> RIGHE MEMORIZZATE

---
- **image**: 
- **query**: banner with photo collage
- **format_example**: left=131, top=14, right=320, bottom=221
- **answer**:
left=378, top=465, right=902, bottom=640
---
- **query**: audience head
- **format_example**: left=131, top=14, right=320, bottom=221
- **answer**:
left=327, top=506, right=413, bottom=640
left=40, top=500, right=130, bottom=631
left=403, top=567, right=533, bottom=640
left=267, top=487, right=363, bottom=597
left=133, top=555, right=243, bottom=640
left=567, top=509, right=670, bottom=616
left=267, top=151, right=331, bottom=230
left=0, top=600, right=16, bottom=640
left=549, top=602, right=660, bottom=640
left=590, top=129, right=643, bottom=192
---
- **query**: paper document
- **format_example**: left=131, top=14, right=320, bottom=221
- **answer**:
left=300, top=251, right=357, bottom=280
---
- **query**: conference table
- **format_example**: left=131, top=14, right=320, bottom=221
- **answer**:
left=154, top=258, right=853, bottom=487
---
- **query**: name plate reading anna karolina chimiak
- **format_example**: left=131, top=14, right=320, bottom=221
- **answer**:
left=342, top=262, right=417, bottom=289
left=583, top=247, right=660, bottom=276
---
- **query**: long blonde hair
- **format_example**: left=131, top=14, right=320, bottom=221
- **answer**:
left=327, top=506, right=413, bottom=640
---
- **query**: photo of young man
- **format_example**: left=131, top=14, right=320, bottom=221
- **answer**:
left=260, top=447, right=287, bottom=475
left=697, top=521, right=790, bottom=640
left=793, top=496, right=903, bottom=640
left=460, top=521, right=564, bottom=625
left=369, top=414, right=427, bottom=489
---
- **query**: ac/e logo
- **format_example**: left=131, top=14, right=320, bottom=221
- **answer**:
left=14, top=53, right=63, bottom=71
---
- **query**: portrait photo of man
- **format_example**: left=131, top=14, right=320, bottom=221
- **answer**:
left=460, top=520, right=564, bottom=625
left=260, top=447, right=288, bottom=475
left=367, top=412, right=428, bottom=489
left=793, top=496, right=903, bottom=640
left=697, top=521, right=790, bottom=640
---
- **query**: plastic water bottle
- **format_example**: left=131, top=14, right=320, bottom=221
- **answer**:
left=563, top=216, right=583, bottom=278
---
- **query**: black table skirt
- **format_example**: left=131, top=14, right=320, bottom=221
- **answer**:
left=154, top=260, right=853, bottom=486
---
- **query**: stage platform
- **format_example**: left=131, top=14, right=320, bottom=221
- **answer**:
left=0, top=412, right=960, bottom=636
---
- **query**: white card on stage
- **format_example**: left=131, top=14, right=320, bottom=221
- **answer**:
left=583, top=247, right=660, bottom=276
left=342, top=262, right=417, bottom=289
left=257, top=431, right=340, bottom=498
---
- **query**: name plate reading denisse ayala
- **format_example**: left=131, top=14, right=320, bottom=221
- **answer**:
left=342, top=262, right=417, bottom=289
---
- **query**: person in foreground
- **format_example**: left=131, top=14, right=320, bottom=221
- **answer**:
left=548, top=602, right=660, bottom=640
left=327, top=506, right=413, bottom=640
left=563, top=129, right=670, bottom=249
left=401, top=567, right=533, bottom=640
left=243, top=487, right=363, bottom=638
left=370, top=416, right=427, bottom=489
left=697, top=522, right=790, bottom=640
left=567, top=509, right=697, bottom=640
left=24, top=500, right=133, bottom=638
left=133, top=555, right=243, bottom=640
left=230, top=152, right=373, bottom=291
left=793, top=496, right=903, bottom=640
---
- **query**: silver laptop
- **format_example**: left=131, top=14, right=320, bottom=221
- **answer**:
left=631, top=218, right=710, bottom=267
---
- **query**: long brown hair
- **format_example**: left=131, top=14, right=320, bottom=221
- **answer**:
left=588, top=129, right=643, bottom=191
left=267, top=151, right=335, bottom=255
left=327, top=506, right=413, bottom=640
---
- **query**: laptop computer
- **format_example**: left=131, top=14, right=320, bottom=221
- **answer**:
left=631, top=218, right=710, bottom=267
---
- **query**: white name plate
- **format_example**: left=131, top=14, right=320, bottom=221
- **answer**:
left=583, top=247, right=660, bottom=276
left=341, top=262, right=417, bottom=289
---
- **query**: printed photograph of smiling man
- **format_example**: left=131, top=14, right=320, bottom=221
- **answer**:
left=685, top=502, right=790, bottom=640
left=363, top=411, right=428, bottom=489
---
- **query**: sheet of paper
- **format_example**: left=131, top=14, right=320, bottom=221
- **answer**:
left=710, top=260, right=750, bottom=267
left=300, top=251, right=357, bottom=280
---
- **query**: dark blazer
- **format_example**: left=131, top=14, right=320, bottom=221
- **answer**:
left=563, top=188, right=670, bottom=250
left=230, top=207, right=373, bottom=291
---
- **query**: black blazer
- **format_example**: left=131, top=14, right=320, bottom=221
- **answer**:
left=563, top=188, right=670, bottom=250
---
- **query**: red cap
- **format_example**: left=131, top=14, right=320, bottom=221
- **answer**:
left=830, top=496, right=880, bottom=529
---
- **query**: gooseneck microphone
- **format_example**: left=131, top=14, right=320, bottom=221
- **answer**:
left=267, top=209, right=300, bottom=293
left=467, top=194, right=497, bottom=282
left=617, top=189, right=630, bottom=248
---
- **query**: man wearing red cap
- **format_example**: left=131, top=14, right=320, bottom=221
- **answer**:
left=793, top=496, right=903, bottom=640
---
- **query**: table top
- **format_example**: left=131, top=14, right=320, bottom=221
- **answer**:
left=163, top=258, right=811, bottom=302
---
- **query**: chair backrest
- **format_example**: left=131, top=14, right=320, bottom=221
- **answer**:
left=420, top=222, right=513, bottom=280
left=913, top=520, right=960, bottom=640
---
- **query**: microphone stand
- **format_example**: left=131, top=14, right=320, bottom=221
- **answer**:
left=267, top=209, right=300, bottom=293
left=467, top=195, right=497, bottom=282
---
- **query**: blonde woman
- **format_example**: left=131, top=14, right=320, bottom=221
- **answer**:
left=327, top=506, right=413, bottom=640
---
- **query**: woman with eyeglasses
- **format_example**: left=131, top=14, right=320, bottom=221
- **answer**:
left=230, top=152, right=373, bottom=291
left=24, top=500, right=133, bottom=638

> OBIETTIVO
Puoi restituire tutte le righe qui sopra identiche, senza cambiare nulla?

> ESITO DEL COMPITO
---
- **image**: 
- **query**: banner with photo collage
- **format_example**: left=131, top=14, right=320, bottom=221
- **answer**:
left=378, top=465, right=902, bottom=640
---
- **query**: audience head
- **format_example**: left=131, top=14, right=320, bottom=221
- **answer**:
left=327, top=506, right=413, bottom=640
left=40, top=500, right=130, bottom=631
left=403, top=567, right=533, bottom=640
left=267, top=487, right=363, bottom=597
left=133, top=555, right=243, bottom=640
left=567, top=509, right=670, bottom=616
left=267, top=151, right=331, bottom=230
left=0, top=600, right=16, bottom=640
left=549, top=602, right=660, bottom=640
left=590, top=129, right=643, bottom=192
---
- **query**: paper document
- **format_example**: left=131, top=14, right=320, bottom=221
- **answer**:
left=300, top=251, right=357, bottom=280
---
- **query**: conference table
- **format_example**: left=131, top=14, right=320, bottom=221
- **answer**:
left=154, top=258, right=853, bottom=487
---
- **query**: name plate reading anna karolina chimiak
- **format_example**: left=131, top=14, right=320, bottom=221
- **answer**:
left=342, top=262, right=417, bottom=289
left=583, top=247, right=660, bottom=276
---
- **query**: long blonde hair
- **format_example**: left=131, top=14, right=320, bottom=221
- **answer**:
left=327, top=506, right=413, bottom=640
---
- **query**: photo of young man
- **format_example**: left=131, top=14, right=320, bottom=221
- **answer**:
left=260, top=447, right=287, bottom=475
left=697, top=521, right=790, bottom=640
left=793, top=496, right=903, bottom=640
left=460, top=521, right=564, bottom=625
left=369, top=414, right=427, bottom=489
---
- **query**: ac/e logo
- **format_example**: left=131, top=14, right=320, bottom=221
- **answer**:
left=14, top=53, right=63, bottom=71
---
- **query**: portrait photo of man
- **format_example**: left=131, top=14, right=320, bottom=221
- **answer**:
left=460, top=520, right=564, bottom=625
left=260, top=447, right=288, bottom=475
left=367, top=412, right=428, bottom=489
left=793, top=496, right=903, bottom=640
left=697, top=521, right=790, bottom=640
---
- **query**: plastic water bottle
- **format_example**: left=131, top=14, right=320, bottom=221
- **answer**:
left=563, top=216, right=583, bottom=278
---
- **query**: black table skirt
- **format_example**: left=131, top=14, right=320, bottom=221
- **answer**:
left=154, top=260, right=853, bottom=486
---
- **query**: stage platform
- **format_example**: left=131, top=14, right=320, bottom=221
- **answer**:
left=0, top=412, right=960, bottom=636
---
- **query**: white card on stage
- **format_example**: left=131, top=14, right=320, bottom=221
- **answer**:
left=583, top=247, right=660, bottom=276
left=342, top=262, right=417, bottom=289
left=257, top=431, right=340, bottom=498
---
- **query**: name plate reading denisse ayala
- **format_example**: left=131, top=14, right=320, bottom=221
- **answer**:
left=342, top=262, right=417, bottom=289
---
- **query**: person in foreground
- **format_example**: left=131, top=14, right=320, bottom=221
- **answer**:
left=548, top=602, right=660, bottom=640
left=327, top=506, right=413, bottom=640
left=563, top=129, right=670, bottom=249
left=401, top=567, right=533, bottom=640
left=243, top=487, right=363, bottom=638
left=370, top=416, right=427, bottom=489
left=697, top=522, right=790, bottom=640
left=567, top=509, right=697, bottom=640
left=24, top=500, right=133, bottom=638
left=133, top=555, right=243, bottom=640
left=230, top=152, right=373, bottom=291
left=793, top=496, right=903, bottom=640
---
- **query**: silver laptop
- **format_example**: left=131, top=14, right=320, bottom=221
- **answer**:
left=631, top=218, right=710, bottom=267
---
- **query**: long brown hair
- **format_example**: left=131, top=14, right=320, bottom=221
- **answer**:
left=588, top=129, right=643, bottom=191
left=267, top=151, right=335, bottom=255
left=327, top=506, right=413, bottom=640
---
- **query**: laptop computer
- **format_example**: left=131, top=14, right=320, bottom=221
- **answer**:
left=631, top=218, right=710, bottom=267
---
- **query**: white name plate
- **format_example**: left=131, top=14, right=320, bottom=221
- **answer**:
left=583, top=247, right=660, bottom=276
left=341, top=262, right=417, bottom=289
---
- **query**: printed photograph of smiling man
- **format_example**: left=131, top=14, right=320, bottom=221
- **answer**:
left=685, top=502, right=790, bottom=640
left=363, top=411, right=428, bottom=489
---
- **query**: sheet of paper
- **format_example**: left=131, top=14, right=320, bottom=221
- **answer**:
left=710, top=260, right=750, bottom=267
left=300, top=251, right=357, bottom=280
---
- **query**: dark blazer
- **format_example**: left=131, top=14, right=320, bottom=221
- **answer**:
left=563, top=188, right=670, bottom=250
left=230, top=207, right=373, bottom=291
---
- **query**: black blazer
- **format_example**: left=131, top=14, right=320, bottom=221
- **answer**:
left=563, top=188, right=670, bottom=250
---
- **query**: red cap
- **format_example**: left=131, top=14, right=320, bottom=221
- **answer**:
left=830, top=496, right=880, bottom=529
---
- **query**: gooseneck microphone
- **format_example**: left=131, top=14, right=320, bottom=221
- **answer**:
left=267, top=209, right=300, bottom=293
left=467, top=194, right=497, bottom=282
left=617, top=189, right=630, bottom=248
---
- **query**: man wearing red cap
- **format_example**: left=131, top=14, right=320, bottom=221
- **answer**:
left=793, top=496, right=903, bottom=640
---
- **query**: table top
- **format_example**: left=131, top=14, right=320, bottom=221
- **answer**:
left=163, top=258, right=811, bottom=302
---
- **query**: chair backrest
- **format_example**: left=131, top=14, right=320, bottom=221
- **answer**:
left=420, top=222, right=513, bottom=280
left=913, top=520, right=960, bottom=640
---
- **query**: microphone stand
- **format_example**: left=131, top=14, right=320, bottom=221
- **answer**:
left=267, top=209, right=300, bottom=293
left=467, top=195, right=497, bottom=282
---
- **query**: blonde woman
- **format_example**: left=131, top=14, right=320, bottom=221
- **answer**:
left=327, top=506, right=413, bottom=640
---
- **query**: woman with eyeglasses
- **format_example**: left=131, top=14, right=320, bottom=221
- **answer**:
left=230, top=152, right=373, bottom=291
left=24, top=500, right=133, bottom=638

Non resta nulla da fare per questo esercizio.